(OBJECTIVE):
Write out the full set of records below exactly.

◆ ◆ ◆

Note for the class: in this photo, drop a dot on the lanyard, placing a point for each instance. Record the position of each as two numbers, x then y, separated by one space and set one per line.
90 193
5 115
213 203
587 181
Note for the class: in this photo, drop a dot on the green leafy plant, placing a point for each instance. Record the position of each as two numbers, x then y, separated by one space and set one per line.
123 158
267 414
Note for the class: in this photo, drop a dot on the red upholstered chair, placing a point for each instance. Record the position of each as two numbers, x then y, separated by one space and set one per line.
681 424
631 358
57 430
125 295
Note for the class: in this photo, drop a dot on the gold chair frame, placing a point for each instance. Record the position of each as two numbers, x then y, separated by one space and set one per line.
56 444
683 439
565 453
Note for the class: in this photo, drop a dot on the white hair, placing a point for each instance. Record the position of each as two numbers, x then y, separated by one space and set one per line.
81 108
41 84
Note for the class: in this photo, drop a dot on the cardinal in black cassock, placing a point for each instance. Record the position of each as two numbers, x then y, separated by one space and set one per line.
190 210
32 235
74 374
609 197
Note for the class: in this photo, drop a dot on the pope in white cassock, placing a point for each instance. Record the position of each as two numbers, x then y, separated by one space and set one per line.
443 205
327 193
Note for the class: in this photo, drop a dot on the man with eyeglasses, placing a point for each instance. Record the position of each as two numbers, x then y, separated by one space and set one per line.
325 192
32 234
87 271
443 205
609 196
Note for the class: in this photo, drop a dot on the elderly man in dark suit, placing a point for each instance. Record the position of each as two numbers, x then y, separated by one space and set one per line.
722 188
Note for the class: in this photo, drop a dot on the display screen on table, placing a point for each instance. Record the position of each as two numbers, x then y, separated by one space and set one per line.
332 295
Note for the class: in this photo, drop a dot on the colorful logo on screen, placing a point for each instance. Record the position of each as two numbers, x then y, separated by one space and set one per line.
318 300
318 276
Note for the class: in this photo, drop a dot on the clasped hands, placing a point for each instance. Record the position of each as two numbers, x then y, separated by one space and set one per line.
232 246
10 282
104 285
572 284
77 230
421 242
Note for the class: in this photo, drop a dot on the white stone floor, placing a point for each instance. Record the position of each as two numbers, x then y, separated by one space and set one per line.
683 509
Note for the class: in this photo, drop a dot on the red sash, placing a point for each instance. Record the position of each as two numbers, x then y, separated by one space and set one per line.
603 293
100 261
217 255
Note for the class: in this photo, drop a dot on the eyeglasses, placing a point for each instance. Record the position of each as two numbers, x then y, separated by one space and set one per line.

◆ ◆ ◆

(THE ANSWER):
Note for the class: in this photo, drop a dot on the lanyard, placing a point for each instance. Record the position of each as two numbers, x then y, separated by one space and set one per line.
90 193
5 115
213 203
587 181
Note for the class: in this photo, drop a dot on the green leafy plant, placing a point for each instance. Record the position of each as two numbers, x then y, separated by one space and set one per line.
123 158
267 414
Note for the class: in this photo, drop a dot on the red upholstered chair, placing a point for each instance. Record the position of each as two numbers, x then y, separated by one space and set one per line.
681 424
631 358
57 430
125 295
Note for the class: in this photo, drop a dot on the gold chair frame, placing a point for each instance. Record the position of each as two numbers, x then y, separated by one space and set one per line.
56 444
683 439
565 453
Note for the class: in this photo, drop a dot on the white hair, placing a point for each instance. Record the position of each as two numbers, x then y, separated by one space and set one per line.
81 108
41 84
Note for the class: in this photo, drop a dot on the cardinal in black cassock, placing a point for each instance. Record the position of each as two numbers, x then y, separated by one space and set one per line.
190 210
32 235
74 374
609 197
Note for the class: in this photo, drop a dot on the pope in white cassock, placing a point for each instance. Record the position of each as two numbers, x then y, separated by one space and set one per line.
443 205
327 193
Note for the class: in this photo, drop a dot on the man with eyeglasses, placing a point for each instance. Record the position of each as two numbers, x then y, separated by one space and set one per line.
325 192
32 234
87 271
443 205
609 196
Note for the class: in this photo, drop a dot on the elderly man in dark suit, placing a point for each instance. Record the position of each as two numbers, x then y, separated by one space and set one per line.
722 188
Note for the class: in this photo, drop a dot on the display screen on table, placing a point for each instance. Record the position of each as two numbers, x then y, separated by one space and set one per line.
332 295
Note for the class: in this photo, drop a dot on the colorful logo on screen, placing a point for each instance. Record the position of each as two numbers, x then y, separated by one space and set one per line.
318 300
318 276
Note for the class: in this photo, drop a dot on the clasped hands, placing a point for each instance. Record the position of each as two numbers, x then y, separated by one space and set one per line.
232 246
10 282
104 285
572 284
77 230
421 242
Note for the class: in this photo, drop a dot on the white stone floor, placing a point for each instance. Record the position of each as two numbers, x then y, separated by one space and set one per line.
683 509
Note for the class: in this photo, drop a dot on the red sash, placing a point for each instance. Record the position of each as two numbers, x then y, separated by one space and set one per line.
603 293
100 261
217 255
Note for the class: in this photo, drop a dot on the eyeglasses, placing a point for each instance. Record the position of each as two numbers, x then y, separated by one space and set one per line.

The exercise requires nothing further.